• **Text section**:
★ ★ ★ ★ ★
The government however is introducing a relaxation of the conditions for the organisation of general meetings of shareholders.

Many companies and associations have their financial year-end on 31 December 2020. This means that annual accounts and annual reports have to be made by the management body of the company and that annual shareholders’ meeting or member meetings have to take place.

Of course, management bodies as well as general shareholders’ meeting and member meeting will meet any time needed.

It is expected that directors, shareholders, members and the statutory auditor attend the meetings. However, this will be impossible now with the corona measures and the required social distancing.

The law offers solutions to organize meetings or to take decisions without physical presence.

But force majeure is always applicable, as well as the principle “necessity knows no law”. 

Hereafter we give an overview of what is permitted in respect of the decision making process of each corporate body, according to the respective corporate form.

1. Decisions of the management body

The management body of the private limited liability company (BV/SRL) that is composed of several members acting as one body, the management body of the non-profit organisation, the board of directors of the public limited liability company (NV/SA), the supervisory board and the executive committee of the public limited liability company (NV/SA) have each the right to take decisions in writing, subject to the condition that the decisions are unanimously approved by all the members.

It is possible that the articles of association have excluded the possibility to take decisions in writing. With respect to the supervisory board and the executive committee the articles of association may have stipulated that certain decisions cannot be taken in writing, in which case physical meetings should take place.

It should be noted that most of the current, up to date articles of association allow the management body to decide in writing, or at least do not exclude this possibility. They even create the possibility to meet remote, of with power of attorneys (in which case the representation may be limited).

2. Decisions of shareholders and members

Also, the shareholders of companies have the possibility to resolve unanimously and in writing on any topic that belongs to the competence of the shareholders’ meeting, except for those decisions that ought to be taken in front of a notary public.

Such decisions have to be shared with the management body, the statutory auditor and certain category of holders of securities.
★ ★ ★ ★ ★
Collected data
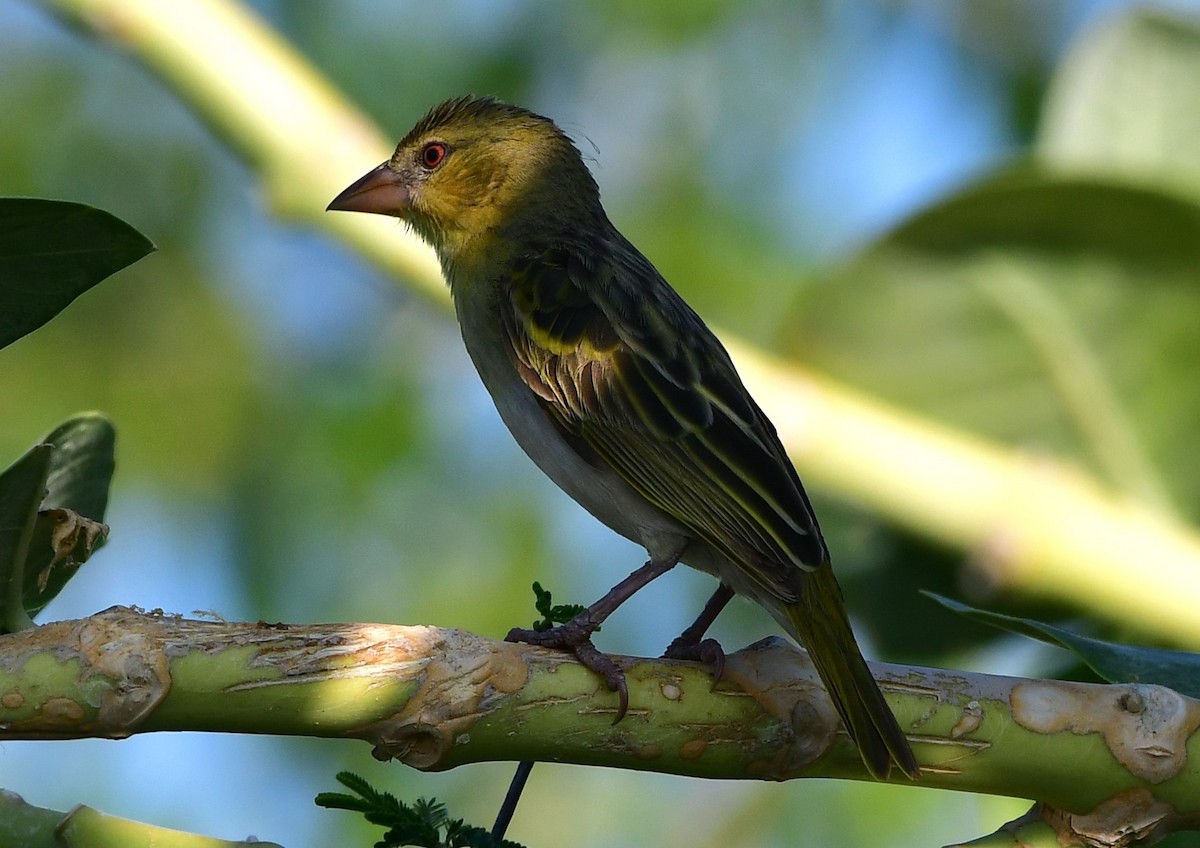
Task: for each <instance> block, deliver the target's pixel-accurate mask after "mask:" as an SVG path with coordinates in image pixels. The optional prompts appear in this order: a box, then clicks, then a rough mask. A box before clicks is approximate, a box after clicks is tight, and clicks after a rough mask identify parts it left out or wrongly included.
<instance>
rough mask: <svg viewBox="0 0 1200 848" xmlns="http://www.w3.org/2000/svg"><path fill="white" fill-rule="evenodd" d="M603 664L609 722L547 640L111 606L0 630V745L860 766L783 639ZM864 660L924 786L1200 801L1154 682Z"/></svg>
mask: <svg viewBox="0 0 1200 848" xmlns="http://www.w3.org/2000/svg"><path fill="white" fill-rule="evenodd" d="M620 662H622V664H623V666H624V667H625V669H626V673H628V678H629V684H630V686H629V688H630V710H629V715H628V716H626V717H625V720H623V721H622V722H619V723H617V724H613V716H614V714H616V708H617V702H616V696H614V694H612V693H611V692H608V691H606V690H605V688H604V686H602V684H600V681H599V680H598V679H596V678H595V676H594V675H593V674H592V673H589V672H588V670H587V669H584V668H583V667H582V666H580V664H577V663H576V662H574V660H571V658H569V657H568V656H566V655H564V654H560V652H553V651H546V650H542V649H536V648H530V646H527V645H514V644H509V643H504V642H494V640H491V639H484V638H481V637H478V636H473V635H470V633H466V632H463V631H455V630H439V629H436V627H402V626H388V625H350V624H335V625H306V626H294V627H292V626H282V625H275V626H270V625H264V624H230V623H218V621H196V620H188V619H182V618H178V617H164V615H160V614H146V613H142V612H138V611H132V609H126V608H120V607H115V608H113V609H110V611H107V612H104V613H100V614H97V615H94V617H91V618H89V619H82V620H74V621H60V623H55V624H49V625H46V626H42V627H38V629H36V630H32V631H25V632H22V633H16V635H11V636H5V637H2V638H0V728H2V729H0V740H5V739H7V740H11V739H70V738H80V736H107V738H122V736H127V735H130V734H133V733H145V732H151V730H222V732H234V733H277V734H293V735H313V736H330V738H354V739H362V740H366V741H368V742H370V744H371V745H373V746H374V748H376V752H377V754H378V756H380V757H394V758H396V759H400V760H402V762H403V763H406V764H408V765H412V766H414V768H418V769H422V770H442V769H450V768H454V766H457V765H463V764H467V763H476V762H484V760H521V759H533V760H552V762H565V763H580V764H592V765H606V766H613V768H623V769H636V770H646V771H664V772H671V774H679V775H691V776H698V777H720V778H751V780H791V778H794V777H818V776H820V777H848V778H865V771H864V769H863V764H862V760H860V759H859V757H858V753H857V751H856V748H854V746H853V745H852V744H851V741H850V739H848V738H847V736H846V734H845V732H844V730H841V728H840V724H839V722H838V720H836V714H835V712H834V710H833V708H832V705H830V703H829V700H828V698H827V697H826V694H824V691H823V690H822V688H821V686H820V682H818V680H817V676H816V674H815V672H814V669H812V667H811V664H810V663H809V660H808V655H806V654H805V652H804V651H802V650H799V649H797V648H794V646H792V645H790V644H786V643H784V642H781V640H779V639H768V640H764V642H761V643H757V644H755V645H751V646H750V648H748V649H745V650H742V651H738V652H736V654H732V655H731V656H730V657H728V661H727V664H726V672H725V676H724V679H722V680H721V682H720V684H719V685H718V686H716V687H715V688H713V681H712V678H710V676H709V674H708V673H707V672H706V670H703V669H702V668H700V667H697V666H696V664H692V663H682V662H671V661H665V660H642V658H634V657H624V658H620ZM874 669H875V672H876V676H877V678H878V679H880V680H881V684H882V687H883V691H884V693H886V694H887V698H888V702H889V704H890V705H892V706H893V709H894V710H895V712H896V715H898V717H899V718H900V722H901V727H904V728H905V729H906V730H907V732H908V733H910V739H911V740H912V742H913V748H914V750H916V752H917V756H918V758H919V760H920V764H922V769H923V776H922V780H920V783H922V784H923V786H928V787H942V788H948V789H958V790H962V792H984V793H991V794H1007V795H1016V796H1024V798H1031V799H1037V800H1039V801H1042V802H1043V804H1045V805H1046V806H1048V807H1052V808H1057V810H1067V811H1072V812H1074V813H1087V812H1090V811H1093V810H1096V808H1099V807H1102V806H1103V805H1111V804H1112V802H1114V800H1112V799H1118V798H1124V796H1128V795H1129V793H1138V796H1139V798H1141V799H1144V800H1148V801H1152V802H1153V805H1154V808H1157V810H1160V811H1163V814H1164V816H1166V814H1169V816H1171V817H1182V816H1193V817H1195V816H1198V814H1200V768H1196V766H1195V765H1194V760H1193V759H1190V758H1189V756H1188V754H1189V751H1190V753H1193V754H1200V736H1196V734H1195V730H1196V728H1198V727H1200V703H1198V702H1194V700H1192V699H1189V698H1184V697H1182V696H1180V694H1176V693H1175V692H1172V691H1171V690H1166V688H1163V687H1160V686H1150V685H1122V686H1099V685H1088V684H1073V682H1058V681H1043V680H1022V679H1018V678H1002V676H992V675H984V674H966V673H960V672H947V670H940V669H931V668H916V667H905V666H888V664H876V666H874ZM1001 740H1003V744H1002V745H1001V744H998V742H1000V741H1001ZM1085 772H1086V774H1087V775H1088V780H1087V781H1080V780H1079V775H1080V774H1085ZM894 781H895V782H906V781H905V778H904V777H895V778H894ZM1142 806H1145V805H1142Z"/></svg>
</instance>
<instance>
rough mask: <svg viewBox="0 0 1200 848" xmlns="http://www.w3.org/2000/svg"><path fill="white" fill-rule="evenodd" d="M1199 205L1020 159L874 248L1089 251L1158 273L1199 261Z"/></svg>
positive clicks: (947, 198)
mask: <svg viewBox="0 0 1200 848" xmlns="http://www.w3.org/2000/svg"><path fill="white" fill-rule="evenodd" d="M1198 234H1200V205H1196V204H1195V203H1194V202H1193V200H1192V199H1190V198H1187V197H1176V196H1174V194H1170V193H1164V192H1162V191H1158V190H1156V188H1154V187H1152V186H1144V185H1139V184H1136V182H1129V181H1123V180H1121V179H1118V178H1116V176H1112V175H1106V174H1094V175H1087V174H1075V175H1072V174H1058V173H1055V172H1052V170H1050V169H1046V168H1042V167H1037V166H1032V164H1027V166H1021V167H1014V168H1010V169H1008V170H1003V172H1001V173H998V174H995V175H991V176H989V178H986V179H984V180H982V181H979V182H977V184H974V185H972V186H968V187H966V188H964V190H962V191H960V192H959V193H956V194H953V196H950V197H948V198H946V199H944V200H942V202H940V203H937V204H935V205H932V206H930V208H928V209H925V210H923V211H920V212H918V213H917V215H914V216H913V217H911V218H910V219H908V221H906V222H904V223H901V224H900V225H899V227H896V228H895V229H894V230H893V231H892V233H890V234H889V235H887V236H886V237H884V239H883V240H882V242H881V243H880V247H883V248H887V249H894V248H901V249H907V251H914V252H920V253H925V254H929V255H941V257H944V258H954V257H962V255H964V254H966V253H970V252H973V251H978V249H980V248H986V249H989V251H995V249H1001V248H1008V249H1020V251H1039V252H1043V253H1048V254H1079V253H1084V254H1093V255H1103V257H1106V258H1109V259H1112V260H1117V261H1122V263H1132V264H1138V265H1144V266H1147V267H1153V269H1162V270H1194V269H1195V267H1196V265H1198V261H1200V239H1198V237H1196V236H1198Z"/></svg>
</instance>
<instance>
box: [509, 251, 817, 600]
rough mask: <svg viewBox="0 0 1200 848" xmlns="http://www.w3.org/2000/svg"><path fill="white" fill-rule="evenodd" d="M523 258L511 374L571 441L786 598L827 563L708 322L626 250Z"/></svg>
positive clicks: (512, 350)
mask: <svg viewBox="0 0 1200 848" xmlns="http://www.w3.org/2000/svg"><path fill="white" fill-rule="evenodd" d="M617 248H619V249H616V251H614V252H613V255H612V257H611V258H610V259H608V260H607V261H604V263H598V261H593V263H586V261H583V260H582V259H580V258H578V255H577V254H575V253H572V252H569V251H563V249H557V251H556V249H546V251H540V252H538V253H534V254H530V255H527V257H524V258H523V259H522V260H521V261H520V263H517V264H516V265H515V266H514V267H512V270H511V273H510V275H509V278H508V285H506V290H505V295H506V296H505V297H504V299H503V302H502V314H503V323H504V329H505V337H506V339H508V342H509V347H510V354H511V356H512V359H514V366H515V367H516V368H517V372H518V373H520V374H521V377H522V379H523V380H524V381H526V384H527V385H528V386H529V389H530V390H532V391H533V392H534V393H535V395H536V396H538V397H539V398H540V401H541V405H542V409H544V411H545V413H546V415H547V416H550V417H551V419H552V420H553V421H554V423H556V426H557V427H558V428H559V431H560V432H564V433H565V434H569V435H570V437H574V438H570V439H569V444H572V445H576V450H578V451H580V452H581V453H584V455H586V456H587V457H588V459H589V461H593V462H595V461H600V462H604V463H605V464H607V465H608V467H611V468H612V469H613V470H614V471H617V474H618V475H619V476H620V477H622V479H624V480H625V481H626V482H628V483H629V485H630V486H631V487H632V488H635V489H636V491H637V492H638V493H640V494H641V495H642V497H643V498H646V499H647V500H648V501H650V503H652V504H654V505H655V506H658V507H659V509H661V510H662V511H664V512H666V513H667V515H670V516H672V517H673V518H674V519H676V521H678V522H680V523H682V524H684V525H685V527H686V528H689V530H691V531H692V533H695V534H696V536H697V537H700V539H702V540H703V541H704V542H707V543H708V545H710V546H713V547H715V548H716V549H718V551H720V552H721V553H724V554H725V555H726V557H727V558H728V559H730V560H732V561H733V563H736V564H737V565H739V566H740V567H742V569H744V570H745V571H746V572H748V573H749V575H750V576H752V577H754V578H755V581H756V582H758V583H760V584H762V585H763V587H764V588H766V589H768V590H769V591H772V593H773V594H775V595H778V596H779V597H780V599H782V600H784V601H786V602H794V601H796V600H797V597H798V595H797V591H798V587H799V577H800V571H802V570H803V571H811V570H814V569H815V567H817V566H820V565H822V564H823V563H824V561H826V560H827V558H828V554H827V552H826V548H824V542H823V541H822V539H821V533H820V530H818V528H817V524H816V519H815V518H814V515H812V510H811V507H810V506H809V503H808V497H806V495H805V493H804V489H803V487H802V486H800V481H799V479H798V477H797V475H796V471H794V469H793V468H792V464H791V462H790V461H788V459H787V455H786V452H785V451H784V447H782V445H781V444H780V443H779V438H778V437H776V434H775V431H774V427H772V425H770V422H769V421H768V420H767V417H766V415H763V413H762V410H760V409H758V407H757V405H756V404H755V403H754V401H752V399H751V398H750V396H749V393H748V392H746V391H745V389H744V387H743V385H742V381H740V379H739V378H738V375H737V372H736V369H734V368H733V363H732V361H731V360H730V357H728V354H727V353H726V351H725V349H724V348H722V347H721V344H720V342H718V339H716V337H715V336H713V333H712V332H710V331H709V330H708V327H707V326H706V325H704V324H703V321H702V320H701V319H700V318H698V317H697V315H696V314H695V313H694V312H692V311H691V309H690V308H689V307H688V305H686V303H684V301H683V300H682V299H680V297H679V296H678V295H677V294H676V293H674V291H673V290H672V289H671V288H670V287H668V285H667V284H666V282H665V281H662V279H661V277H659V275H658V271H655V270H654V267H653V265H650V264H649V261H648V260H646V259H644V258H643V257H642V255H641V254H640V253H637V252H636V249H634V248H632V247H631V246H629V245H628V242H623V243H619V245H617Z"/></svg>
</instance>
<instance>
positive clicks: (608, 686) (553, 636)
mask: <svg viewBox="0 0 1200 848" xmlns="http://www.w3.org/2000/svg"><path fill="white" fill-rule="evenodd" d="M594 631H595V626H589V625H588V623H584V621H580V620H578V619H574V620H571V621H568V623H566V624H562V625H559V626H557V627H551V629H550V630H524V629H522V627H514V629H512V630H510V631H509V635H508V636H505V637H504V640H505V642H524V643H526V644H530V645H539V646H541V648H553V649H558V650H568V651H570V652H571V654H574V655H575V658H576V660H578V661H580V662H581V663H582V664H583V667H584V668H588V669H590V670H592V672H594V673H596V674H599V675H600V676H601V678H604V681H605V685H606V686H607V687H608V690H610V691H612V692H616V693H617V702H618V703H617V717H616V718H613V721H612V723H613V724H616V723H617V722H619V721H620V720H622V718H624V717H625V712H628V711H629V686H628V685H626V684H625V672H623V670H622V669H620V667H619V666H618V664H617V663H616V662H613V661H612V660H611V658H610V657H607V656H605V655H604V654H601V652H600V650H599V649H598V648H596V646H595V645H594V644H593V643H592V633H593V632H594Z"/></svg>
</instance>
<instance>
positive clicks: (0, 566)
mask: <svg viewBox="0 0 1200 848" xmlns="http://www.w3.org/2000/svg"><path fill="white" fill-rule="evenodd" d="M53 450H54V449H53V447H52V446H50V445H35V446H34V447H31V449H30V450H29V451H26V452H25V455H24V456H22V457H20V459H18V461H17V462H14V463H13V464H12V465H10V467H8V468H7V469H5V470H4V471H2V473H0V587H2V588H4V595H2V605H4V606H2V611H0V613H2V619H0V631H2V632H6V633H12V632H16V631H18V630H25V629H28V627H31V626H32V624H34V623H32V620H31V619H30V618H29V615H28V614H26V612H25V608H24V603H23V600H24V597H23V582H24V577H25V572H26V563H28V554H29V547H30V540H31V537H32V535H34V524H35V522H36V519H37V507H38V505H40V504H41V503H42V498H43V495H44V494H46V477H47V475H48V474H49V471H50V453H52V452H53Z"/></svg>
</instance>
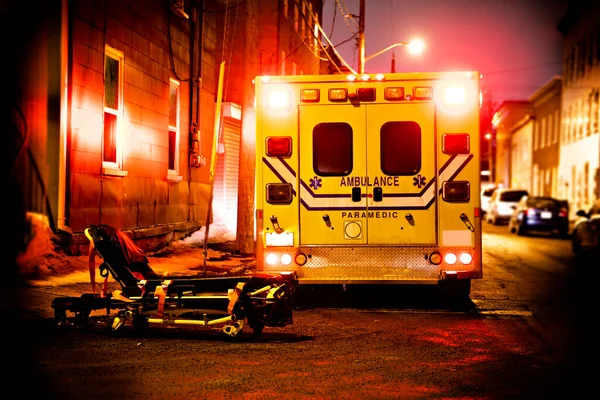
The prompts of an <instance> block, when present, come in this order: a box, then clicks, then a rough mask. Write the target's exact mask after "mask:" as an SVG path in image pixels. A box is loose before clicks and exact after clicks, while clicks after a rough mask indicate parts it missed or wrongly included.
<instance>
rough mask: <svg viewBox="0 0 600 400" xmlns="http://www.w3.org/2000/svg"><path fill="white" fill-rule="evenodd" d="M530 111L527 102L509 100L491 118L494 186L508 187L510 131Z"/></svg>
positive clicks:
★ ★ ★ ★ ★
• **Task list**:
**1.** Reproduce the passage of the text on corporate meetings from "2. Decisions of" to "holders of securities.", swapping "notary public" for "civil-law notary".
**2.** According to the text on corporate meetings, what condition must management bodies meet to take decisions in writing?
The records play no role in what is asked here.

• **Answers to the exercise**:
**1.**
2. Decisions of shareholders and members

Also, the shareholders of companies have the possibility to resolve unanimously and in writing on any topic that belongs to the competence of the shareholders’ meeting, except for those decisions that ought to be taken in front of a civil-law notary.

Such decisions have to be shared with the management body, the statutory auditor and certain category of holders of securities.

**2.** The decisions must be unanimously approved by all the members.